▸ EXERCISE TASK: Reproduce every line of the entries below word for word, leaving out the pictures.

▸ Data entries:
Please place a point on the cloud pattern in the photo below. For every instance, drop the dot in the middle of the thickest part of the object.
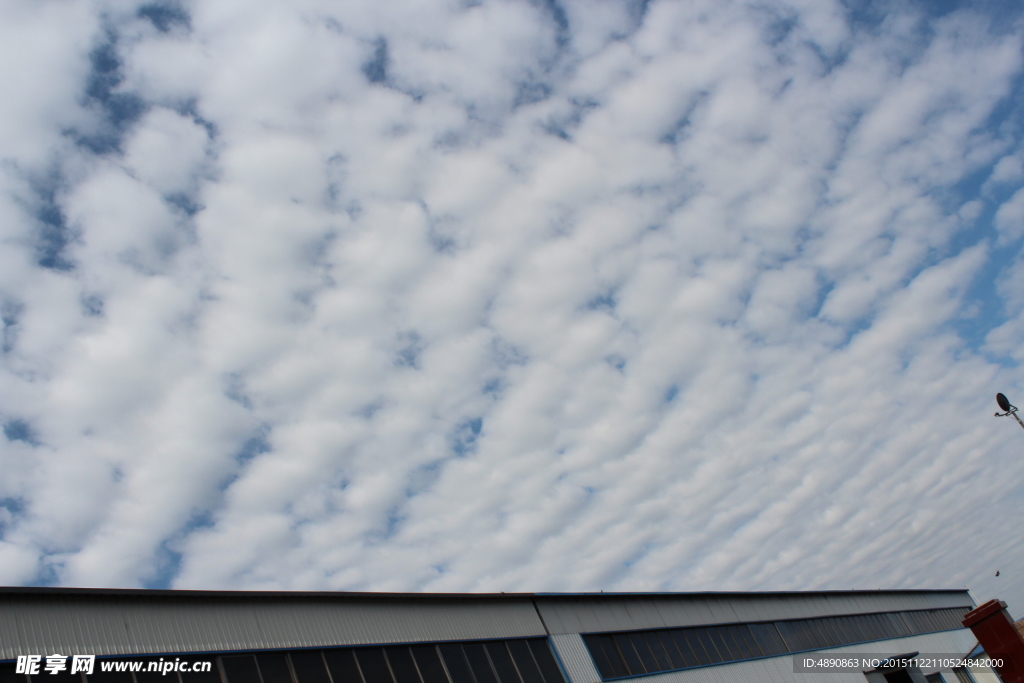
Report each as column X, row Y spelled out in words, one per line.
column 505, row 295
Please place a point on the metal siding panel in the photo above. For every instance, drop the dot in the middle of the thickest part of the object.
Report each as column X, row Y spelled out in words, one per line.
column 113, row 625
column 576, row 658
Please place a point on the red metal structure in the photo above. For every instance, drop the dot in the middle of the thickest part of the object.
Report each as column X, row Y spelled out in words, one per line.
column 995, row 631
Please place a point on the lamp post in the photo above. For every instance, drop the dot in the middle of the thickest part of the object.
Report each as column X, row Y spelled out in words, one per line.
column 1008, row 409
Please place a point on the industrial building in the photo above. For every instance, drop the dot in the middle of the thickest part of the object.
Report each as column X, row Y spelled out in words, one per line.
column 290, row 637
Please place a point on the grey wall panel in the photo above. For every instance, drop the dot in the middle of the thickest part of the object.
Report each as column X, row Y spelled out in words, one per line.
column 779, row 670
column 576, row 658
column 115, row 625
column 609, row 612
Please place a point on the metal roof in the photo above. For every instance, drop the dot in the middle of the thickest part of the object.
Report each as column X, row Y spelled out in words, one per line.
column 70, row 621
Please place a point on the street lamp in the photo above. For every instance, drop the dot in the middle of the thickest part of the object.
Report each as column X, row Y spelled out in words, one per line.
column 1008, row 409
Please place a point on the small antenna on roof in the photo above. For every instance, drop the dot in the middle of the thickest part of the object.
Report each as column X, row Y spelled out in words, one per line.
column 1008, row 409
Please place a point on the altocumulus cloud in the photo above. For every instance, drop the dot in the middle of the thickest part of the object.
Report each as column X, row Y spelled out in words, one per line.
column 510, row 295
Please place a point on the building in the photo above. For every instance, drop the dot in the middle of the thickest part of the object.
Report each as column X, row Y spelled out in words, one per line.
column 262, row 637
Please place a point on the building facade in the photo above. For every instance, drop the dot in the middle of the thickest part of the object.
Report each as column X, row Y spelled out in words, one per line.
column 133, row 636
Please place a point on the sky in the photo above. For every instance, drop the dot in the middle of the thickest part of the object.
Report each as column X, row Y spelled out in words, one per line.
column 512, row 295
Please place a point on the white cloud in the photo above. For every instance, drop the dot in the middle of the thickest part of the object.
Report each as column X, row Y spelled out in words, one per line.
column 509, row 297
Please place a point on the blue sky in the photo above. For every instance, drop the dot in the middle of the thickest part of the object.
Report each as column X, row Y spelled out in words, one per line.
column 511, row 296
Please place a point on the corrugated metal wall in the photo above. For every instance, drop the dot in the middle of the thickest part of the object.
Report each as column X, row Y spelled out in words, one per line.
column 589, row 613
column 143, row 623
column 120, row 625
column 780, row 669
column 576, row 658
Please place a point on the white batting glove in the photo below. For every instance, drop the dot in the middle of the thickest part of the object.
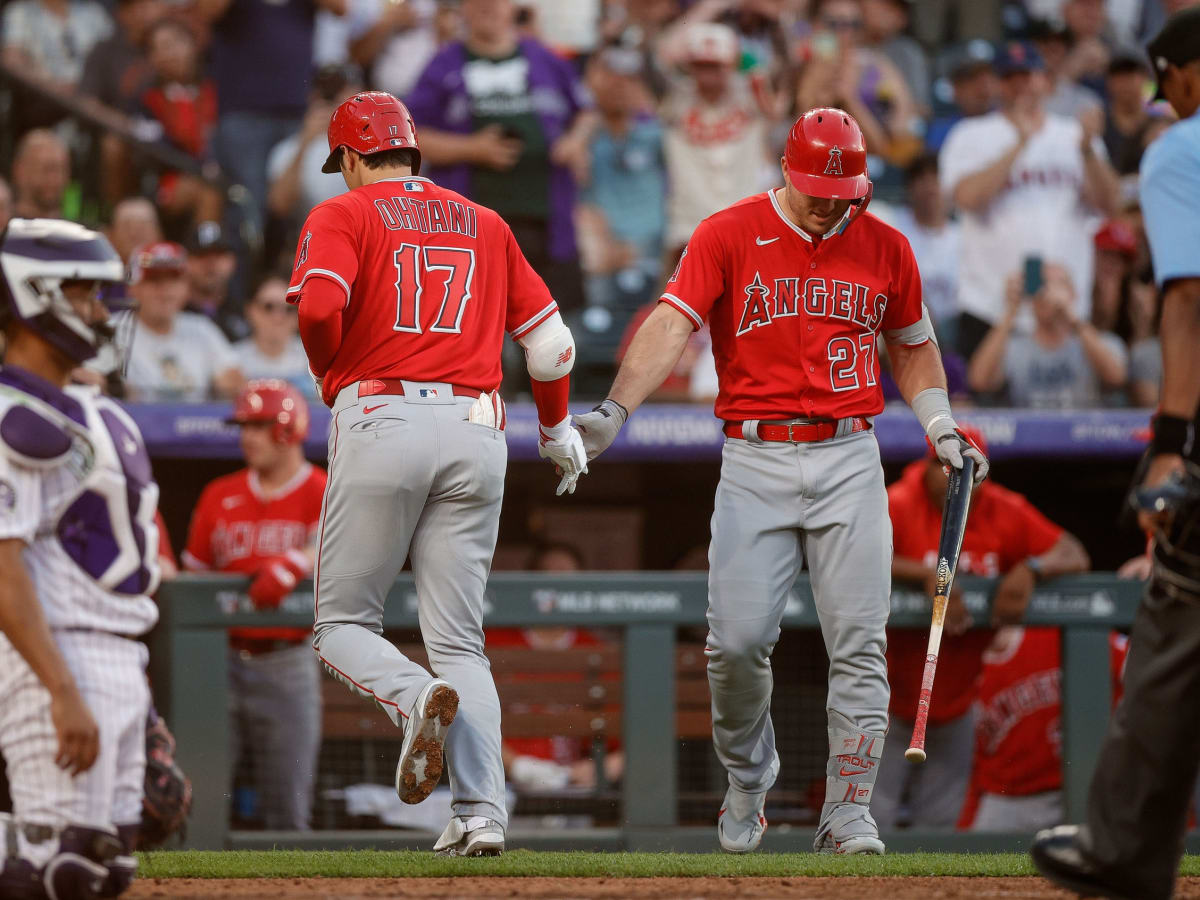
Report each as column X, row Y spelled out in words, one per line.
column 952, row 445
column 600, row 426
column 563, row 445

▸ THE RESULT:
Please place a point on the cloud pattern in the photo below. For every instance, drop the dot in the middle of the thickest part of the object.
Report each as column X, row Y spelled out in words, one per line.
column 505, row 295
Please place a point on the metal siding panel in the photo above. For every instance, drop the dot in the middle of the thickest part of the object.
Report each as column X, row Y spelled out in words, one per line.
column 113, row 625
column 576, row 658
Please place a point on the red metal structure in the photo above. For every instance, drop the dot in the middle of the thickest part of the object.
Report each as column X, row Y spelled out in words, one per line.
column 995, row 631
Please place a point on the lamp post in the photo above. For every instance, drop the dot in the middle of the thickest part of the object.
Report each as column X, row Y spelled out in words, one per line.
column 1008, row 409
Please place a point on the industrial building in the photo above. For every instance, drop the dot in the middle of the thickest part of the object.
Report each as column X, row Y spelled out in words, one per line.
column 290, row 637
Please place a point on the grey wall panel in the photo above. For every instance, drop the dot in the middle of the thickest part of the object.
Report each as column X, row Y spelled out in words, one per line.
column 779, row 670
column 576, row 658
column 115, row 625
column 609, row 612
Please place a point on the metal roof in the photo above. For every instance, drop the dot in the middle of the thickest part of the object.
Report each as column X, row Y spelled out in words, one per line.
column 70, row 621
Please place a point on the street lamp in the photo above. For every instance, drop the dot in the middle of the thickest part of the object.
Report each as column X, row Y spelled out in words, one per line.
column 1008, row 409
Please place a point on the small antenna on roof in the photo above. For every instance, drop the dot in the middle of the thickest part of the object.
Report each as column X, row Y spelled out in words, one per line.
column 1008, row 409
Please place a point on the altocumulus cloud in the photo above. For every instance, drop the dot in the middle of the thickest part of the object.
Report each as column X, row Y spelled out in words, one per line.
column 510, row 295
Please place a point on the building in the photo above. For every instance, drop the dot in the middle of the thickest part of the object.
Report each as column X, row Y spelled out in words, one per line.
column 262, row 637
Please place a point on the building facade in the photo above. For every instance, drop the dot in the middle of the thickest part of the object.
Report each as column X, row Y spelled out in words, one per line.
column 133, row 636
Please place a point on the sky in the photo above. For every instance, drop the dot in the middle of the thickest part of the object.
Report each as column X, row Y spelled out in words, one per line.
column 512, row 295
Please place a point on the white cloud in the photo above. For every instance, drop the dot in the middle of the thickest part of the object.
Report each as column X, row Y spelled out in words, one per line.
column 509, row 297
Please place a point on the blue sky in the photo above. For every instance, drop the dot in the middle of the thickest part of the object.
Report each as column X, row Y spelled out in words, one per line.
column 511, row 296
Please place a point on the corrugated metal wall in the photo above. For every instance, drop the dot in the middle of the thickest part of the object.
Report each as column X, row Y spelled out in words, one per line.
column 589, row 613
column 143, row 623
column 120, row 625
column 780, row 669
column 576, row 658
Please place a point on the white batting glove in the photo below. For every instance, drop the dot in the middle of the thickest part of the object.
Report each as column X, row Y spelled out in words, one per line.
column 952, row 445
column 600, row 426
column 563, row 445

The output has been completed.